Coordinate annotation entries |
- - - - - - -

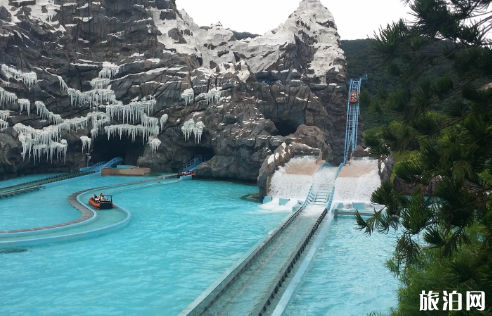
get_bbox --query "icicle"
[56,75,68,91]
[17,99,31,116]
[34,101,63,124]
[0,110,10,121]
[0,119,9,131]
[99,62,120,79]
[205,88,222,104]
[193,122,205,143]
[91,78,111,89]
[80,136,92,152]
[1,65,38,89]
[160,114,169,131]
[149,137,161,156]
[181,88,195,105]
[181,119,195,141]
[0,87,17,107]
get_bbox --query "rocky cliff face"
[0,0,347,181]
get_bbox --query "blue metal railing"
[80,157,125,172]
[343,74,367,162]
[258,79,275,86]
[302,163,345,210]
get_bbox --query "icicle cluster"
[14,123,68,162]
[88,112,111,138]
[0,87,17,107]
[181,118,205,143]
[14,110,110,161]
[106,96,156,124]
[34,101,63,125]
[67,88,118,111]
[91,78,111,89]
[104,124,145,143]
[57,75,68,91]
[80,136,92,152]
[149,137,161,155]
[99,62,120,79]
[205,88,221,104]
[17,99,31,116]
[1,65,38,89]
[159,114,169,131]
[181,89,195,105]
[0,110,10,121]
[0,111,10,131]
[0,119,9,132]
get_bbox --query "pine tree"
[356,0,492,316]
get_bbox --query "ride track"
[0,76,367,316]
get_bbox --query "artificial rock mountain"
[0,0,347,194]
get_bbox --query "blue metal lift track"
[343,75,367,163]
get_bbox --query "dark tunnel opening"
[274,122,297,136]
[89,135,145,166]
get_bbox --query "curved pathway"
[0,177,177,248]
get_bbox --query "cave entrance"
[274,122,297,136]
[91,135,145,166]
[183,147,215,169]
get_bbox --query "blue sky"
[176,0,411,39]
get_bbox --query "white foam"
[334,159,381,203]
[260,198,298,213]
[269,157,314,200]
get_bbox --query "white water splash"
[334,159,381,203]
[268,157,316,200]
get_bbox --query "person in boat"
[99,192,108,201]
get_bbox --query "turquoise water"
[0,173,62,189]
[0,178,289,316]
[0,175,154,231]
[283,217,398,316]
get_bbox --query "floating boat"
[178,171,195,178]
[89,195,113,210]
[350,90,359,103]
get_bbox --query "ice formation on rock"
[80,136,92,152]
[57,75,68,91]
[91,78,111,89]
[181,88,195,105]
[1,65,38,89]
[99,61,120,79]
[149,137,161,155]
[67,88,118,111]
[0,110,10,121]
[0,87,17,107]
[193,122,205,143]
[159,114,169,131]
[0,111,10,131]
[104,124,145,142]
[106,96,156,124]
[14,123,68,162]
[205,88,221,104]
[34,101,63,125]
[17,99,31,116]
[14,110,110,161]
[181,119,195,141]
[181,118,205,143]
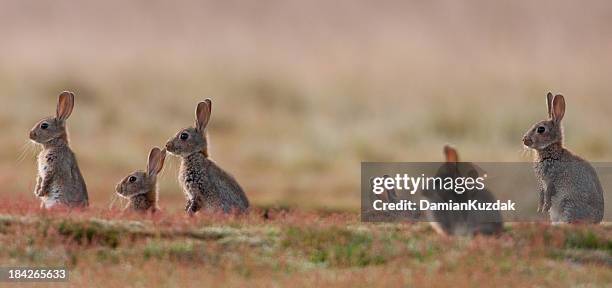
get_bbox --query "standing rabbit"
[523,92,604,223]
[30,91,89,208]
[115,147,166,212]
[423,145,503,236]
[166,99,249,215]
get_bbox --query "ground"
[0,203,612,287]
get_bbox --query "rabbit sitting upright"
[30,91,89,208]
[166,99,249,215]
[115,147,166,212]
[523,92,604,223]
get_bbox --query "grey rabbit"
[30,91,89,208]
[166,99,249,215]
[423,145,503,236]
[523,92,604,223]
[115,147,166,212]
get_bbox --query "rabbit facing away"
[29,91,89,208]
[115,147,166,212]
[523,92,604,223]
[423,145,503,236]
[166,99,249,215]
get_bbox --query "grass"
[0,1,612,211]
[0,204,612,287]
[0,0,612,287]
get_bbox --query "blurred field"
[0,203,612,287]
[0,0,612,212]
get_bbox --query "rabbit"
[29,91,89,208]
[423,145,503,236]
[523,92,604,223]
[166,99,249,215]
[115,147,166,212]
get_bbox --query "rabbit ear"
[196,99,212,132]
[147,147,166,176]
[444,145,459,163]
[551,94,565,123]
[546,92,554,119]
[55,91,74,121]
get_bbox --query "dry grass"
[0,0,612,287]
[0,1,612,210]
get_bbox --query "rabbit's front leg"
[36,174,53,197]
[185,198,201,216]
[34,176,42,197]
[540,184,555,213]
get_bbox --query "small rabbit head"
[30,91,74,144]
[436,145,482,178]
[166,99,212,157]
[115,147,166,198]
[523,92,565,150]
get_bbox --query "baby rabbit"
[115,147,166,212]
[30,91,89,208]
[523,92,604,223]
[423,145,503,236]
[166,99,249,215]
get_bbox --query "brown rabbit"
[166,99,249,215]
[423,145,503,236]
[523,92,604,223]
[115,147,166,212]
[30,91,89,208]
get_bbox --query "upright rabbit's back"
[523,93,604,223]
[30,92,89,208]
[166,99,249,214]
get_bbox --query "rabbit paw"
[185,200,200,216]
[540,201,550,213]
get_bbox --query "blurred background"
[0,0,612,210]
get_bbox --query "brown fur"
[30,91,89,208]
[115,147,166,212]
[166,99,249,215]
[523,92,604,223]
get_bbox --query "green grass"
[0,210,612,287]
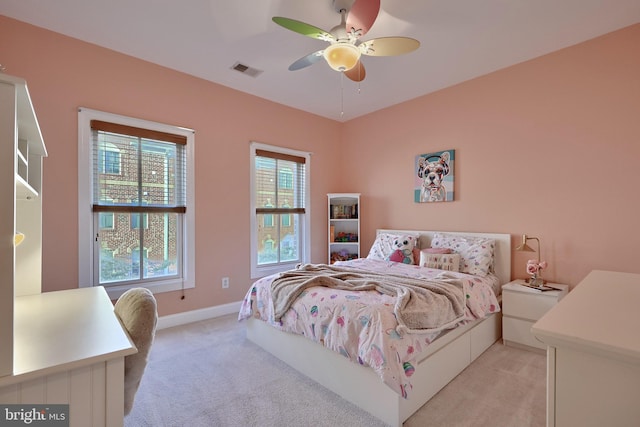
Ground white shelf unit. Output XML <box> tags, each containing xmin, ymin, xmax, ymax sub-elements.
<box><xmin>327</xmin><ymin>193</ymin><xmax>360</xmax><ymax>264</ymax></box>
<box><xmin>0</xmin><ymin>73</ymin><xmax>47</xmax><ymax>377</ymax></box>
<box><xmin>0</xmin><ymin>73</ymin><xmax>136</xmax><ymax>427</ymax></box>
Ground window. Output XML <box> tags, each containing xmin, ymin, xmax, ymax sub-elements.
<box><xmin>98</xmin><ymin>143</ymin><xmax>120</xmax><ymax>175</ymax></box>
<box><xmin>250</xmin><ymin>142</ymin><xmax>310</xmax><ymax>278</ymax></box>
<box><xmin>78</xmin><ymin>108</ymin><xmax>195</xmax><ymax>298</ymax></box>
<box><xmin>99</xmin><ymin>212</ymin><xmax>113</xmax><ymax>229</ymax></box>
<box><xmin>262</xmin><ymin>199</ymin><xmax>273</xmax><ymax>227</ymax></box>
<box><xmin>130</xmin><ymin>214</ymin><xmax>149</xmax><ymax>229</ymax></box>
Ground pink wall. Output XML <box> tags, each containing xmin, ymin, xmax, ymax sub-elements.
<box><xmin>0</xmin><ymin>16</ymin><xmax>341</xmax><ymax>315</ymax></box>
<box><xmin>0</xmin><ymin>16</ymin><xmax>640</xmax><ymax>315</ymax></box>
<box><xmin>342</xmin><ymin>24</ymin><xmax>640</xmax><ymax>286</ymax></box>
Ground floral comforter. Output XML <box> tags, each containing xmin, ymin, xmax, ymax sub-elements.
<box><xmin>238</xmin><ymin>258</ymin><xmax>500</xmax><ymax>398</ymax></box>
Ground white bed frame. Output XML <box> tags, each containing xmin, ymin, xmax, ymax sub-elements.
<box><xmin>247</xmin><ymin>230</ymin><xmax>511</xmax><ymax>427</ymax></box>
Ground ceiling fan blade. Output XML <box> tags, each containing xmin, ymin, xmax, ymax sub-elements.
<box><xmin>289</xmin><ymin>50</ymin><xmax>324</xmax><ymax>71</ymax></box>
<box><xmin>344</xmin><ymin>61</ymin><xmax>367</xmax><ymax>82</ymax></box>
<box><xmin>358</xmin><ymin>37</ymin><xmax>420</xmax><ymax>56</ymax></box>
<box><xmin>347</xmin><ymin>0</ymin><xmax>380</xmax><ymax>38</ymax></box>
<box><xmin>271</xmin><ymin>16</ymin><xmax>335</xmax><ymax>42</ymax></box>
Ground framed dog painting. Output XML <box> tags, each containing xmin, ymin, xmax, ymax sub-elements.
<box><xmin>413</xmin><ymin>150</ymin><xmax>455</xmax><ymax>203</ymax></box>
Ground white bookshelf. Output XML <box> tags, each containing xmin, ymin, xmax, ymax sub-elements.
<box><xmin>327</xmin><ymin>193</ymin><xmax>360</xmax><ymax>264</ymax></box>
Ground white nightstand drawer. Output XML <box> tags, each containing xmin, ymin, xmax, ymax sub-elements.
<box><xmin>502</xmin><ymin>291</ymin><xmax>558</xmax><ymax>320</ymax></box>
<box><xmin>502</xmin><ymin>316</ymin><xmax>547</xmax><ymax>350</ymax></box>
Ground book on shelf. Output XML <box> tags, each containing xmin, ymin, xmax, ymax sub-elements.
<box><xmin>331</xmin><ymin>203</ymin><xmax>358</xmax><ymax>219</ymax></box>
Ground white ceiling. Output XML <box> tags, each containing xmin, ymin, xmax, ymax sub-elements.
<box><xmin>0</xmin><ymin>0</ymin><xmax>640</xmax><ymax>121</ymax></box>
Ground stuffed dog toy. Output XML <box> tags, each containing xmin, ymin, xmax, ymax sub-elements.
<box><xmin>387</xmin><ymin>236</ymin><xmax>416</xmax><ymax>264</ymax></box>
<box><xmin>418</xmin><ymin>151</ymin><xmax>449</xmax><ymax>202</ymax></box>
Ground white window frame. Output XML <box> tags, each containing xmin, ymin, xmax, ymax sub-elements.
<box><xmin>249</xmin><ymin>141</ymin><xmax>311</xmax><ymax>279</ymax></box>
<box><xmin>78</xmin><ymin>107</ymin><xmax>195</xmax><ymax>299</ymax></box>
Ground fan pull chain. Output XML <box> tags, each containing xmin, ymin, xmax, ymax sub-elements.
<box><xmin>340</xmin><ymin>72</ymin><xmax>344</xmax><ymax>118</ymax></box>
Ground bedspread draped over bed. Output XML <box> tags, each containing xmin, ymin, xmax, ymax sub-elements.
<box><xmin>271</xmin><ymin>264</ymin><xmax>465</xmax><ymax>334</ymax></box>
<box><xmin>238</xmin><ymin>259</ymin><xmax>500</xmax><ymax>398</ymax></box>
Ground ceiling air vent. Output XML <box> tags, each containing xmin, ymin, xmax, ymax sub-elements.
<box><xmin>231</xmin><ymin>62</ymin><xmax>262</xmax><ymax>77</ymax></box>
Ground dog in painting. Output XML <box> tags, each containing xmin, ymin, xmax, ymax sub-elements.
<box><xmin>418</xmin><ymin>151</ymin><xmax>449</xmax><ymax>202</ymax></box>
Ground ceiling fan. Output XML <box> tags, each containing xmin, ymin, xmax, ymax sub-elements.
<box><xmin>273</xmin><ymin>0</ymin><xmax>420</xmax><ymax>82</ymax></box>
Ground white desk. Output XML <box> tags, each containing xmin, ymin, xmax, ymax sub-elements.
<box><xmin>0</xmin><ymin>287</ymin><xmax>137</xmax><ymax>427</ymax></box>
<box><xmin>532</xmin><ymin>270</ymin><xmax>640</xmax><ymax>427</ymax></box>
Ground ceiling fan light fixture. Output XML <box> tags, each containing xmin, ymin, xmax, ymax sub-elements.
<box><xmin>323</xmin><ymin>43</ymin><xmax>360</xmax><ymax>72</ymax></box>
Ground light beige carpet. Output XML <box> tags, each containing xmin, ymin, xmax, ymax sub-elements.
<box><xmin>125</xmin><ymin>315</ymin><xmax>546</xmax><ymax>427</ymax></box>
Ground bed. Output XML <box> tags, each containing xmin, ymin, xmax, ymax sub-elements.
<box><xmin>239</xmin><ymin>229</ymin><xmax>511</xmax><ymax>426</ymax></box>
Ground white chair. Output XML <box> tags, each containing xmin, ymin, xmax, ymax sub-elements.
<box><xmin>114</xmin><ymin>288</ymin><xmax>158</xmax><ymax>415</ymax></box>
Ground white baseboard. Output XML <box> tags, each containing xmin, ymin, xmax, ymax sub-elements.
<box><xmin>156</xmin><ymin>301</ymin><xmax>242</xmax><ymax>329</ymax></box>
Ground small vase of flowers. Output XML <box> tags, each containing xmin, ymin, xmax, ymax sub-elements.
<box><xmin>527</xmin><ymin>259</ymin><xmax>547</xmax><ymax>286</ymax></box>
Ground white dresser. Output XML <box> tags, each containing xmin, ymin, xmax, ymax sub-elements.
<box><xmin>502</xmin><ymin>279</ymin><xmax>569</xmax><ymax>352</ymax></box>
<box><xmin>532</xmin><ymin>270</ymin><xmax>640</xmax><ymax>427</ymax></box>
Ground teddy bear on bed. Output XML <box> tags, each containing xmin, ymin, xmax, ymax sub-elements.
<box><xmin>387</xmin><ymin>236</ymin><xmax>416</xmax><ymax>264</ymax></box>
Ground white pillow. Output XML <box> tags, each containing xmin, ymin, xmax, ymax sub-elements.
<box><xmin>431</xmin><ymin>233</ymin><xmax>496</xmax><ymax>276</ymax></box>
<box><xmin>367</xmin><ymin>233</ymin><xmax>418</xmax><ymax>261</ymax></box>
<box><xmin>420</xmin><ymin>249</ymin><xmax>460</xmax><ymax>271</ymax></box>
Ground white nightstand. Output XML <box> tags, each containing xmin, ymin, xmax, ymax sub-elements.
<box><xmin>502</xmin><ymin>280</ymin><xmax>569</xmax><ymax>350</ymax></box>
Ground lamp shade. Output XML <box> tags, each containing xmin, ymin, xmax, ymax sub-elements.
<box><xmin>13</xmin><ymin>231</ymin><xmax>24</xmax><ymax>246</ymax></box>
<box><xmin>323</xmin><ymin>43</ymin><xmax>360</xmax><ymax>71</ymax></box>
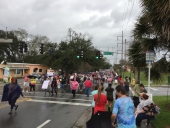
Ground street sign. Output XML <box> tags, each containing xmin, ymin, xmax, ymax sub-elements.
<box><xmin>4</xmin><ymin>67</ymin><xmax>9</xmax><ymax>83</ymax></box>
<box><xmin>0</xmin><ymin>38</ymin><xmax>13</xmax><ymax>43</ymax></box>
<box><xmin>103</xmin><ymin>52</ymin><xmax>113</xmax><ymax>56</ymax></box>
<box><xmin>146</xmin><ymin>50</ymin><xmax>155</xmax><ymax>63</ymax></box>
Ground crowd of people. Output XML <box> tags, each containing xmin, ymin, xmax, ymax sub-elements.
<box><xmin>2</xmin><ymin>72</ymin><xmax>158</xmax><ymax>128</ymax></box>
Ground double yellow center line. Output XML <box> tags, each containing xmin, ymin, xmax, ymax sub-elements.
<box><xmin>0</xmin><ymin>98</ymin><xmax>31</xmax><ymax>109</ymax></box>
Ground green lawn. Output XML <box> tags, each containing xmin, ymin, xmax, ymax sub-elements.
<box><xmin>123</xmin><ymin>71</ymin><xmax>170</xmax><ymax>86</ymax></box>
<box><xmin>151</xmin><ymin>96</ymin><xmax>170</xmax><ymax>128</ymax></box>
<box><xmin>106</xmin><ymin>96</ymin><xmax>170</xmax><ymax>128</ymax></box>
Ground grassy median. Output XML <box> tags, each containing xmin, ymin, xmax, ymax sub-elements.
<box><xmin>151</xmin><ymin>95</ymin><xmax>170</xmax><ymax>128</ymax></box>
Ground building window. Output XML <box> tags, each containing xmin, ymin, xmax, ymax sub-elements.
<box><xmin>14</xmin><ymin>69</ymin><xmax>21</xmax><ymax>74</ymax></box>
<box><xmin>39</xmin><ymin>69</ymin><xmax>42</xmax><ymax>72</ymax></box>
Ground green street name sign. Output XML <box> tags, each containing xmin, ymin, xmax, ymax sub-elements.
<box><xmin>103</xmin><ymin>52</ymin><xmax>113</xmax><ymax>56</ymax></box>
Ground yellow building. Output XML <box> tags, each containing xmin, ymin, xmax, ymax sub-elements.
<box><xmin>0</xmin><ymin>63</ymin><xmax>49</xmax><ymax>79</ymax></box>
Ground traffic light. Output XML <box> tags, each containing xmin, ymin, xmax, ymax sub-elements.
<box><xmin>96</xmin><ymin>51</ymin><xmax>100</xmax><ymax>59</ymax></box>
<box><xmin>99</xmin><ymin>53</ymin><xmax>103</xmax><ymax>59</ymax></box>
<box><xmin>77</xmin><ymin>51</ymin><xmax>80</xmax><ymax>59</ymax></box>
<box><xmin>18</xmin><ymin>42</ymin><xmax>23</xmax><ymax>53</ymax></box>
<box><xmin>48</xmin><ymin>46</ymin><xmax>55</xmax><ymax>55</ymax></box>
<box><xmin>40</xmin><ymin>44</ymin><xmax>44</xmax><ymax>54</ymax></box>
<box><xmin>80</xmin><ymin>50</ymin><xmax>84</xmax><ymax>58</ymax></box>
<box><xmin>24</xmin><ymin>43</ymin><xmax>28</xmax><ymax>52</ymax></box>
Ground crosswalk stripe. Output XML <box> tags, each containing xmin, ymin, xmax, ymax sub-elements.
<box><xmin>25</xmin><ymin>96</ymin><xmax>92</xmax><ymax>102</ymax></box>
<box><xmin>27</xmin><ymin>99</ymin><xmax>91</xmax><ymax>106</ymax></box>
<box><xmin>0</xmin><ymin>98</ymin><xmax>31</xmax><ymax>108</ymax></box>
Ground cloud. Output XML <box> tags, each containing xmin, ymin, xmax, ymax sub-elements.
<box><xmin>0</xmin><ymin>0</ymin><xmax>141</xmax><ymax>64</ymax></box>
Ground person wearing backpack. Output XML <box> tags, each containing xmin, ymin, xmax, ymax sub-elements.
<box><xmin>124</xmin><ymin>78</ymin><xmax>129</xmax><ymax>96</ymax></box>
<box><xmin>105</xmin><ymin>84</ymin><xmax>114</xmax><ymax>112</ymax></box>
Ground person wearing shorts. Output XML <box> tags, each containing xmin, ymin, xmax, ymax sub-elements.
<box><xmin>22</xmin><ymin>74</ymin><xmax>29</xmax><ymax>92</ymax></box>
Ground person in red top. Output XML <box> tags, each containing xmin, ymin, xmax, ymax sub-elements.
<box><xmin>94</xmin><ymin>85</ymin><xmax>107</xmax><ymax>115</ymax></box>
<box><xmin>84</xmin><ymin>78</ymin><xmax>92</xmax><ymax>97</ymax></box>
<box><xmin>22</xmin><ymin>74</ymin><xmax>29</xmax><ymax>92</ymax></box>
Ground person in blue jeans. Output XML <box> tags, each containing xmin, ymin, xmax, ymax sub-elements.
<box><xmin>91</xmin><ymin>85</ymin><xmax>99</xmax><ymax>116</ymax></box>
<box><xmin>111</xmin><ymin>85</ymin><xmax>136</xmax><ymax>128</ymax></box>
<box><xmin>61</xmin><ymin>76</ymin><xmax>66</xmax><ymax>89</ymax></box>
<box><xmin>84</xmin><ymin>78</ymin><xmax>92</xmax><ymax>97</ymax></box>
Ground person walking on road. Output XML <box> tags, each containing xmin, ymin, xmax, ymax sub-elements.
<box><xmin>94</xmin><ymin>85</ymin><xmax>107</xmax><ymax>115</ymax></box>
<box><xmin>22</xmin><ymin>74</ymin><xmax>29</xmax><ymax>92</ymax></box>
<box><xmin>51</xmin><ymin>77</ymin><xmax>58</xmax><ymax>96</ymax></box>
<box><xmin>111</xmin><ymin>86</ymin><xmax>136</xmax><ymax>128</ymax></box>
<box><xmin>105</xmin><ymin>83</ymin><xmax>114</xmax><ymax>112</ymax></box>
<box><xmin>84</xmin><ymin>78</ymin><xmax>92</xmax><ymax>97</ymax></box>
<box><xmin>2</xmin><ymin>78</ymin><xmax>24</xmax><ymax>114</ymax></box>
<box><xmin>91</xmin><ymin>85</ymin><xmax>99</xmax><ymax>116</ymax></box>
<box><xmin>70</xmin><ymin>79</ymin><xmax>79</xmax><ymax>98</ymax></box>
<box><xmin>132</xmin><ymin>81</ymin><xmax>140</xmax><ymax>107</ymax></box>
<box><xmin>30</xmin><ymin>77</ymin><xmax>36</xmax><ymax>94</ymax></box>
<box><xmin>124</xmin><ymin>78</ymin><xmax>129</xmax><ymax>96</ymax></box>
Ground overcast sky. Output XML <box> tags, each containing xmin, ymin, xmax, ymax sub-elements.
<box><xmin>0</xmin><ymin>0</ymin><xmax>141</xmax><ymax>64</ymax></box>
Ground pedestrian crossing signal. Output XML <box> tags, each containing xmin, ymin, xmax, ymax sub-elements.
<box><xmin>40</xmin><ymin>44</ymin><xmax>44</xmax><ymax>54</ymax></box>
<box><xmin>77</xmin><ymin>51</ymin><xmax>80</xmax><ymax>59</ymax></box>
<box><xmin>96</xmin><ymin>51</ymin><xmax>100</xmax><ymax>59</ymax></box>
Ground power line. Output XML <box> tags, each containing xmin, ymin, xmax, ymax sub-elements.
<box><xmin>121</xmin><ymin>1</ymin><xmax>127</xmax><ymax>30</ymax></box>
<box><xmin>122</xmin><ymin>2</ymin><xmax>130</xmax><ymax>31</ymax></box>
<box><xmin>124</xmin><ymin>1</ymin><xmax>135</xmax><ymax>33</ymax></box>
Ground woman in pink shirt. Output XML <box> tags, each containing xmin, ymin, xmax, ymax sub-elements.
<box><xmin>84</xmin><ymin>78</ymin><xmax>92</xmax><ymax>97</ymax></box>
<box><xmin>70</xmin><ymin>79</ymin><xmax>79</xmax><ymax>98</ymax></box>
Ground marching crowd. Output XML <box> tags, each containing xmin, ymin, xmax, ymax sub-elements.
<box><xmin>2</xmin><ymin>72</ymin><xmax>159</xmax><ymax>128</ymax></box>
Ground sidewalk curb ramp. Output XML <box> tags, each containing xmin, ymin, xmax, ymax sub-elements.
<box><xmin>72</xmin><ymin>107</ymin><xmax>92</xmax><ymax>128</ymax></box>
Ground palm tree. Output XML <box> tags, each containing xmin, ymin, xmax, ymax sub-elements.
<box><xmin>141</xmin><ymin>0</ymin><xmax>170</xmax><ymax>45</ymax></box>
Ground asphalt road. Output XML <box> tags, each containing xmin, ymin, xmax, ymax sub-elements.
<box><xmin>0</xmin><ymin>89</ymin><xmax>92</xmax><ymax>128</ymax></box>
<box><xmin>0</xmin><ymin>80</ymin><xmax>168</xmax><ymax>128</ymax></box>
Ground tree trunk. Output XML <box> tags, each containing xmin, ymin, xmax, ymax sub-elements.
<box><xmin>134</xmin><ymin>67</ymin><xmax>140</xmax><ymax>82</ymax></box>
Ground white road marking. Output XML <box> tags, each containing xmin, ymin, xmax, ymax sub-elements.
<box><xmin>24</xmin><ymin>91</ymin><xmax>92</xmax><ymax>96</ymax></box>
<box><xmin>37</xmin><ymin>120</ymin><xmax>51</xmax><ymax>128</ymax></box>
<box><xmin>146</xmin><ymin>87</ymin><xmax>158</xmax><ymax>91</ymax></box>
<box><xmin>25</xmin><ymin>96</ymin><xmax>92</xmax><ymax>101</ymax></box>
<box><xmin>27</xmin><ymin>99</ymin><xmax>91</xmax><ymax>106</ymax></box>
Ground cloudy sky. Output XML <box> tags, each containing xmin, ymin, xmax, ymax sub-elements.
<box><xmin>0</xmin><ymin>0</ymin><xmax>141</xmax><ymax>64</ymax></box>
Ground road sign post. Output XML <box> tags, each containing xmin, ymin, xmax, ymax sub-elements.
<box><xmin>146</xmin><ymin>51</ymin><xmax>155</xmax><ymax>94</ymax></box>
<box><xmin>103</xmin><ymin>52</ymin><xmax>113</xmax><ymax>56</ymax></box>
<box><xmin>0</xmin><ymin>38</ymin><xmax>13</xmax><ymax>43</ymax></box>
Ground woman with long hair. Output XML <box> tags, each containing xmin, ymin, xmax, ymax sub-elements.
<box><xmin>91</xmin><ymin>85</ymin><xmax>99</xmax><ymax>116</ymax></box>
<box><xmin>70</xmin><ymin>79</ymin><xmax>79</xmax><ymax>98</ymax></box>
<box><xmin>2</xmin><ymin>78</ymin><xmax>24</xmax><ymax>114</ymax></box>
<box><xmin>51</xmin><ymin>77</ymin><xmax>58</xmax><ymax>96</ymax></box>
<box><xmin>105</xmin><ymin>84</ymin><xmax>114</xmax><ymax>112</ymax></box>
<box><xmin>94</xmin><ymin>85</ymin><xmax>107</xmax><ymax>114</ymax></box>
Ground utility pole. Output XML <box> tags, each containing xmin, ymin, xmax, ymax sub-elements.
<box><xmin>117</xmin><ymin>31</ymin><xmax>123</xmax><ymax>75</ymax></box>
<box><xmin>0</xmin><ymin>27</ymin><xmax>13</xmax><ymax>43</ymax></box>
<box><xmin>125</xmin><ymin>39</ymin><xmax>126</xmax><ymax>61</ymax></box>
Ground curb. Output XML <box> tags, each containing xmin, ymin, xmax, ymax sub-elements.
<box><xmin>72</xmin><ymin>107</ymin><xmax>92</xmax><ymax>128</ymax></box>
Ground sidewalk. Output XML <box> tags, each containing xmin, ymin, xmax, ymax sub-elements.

- - - - - - -

Task goal | Rewrite the material from its start through the line containing "[99,192,108,201]", both ends included, shifting every bounding-box coordinate by -60 and keeping the lines with the requests. Omit the pictures from your answer.

Task result |
get_bbox --query "icicle"
[-4,15,8,31]
[-43,39,-29,56]
[-26,41,3,64]
[-60,50,-50,61]
[-60,59,-51,71]
[39,2,60,19]
[145,28,162,44]
[133,62,145,83]
[31,18,51,29]
[20,76,32,92]
[-59,5,-22,29]
[100,54,109,71]
[89,77,101,96]
[121,28,135,45]
[121,59,135,81]
[-60,27,-43,47]
get_bbox --query "rocky cliff face"
[-60,-60,287,121]
get_bbox --query "blue metal railing"
[20,97,65,112]
[283,14,307,102]
[198,19,215,26]
[242,103,285,150]
get_bbox --query "icicle cluster"
[-46,63,8,102]
[28,52,51,78]
[-60,27,-43,47]
[121,58,145,83]
[-46,50,50,101]
[46,36,96,64]
[-26,41,3,65]
[7,28,58,51]
[31,18,51,29]
[44,64,85,83]
[-3,15,8,31]
[20,76,32,92]
[89,77,101,95]
[39,2,60,19]
[145,28,161,44]
[-43,39,-29,56]
[-59,5,-22,29]
[99,54,109,71]
[121,29,135,45]
[-60,50,-50,61]
[-60,51,-50,71]
[-60,59,-51,72]
get_bbox --query "pine tree"
[296,-60,432,256]
get_bbox --query "ride track"
[-60,16,307,256]
get_bbox --query "artificial rock mountain"
[-60,-60,287,134]
get_bbox --query "blue metal lift track"
[283,15,307,103]
get_bbox --query "dark tunnel opening"
[214,62,237,76]
[29,75,85,106]
get_bbox --query "curved pathway"
[-60,117,117,188]
get_bbox --query "cave entrance"
[214,62,237,76]
[31,75,85,106]
[123,87,155,109]
get_bbox --query "blue sky"
[116,-60,351,-21]
get_bbox --query "white foam"
[274,99,321,143]
[200,138,238,153]
[209,97,254,140]
get_bbox --query "white water splash"
[274,99,321,143]
[208,97,256,140]
get_bbox --query "person in boat"
[39,132,48,141]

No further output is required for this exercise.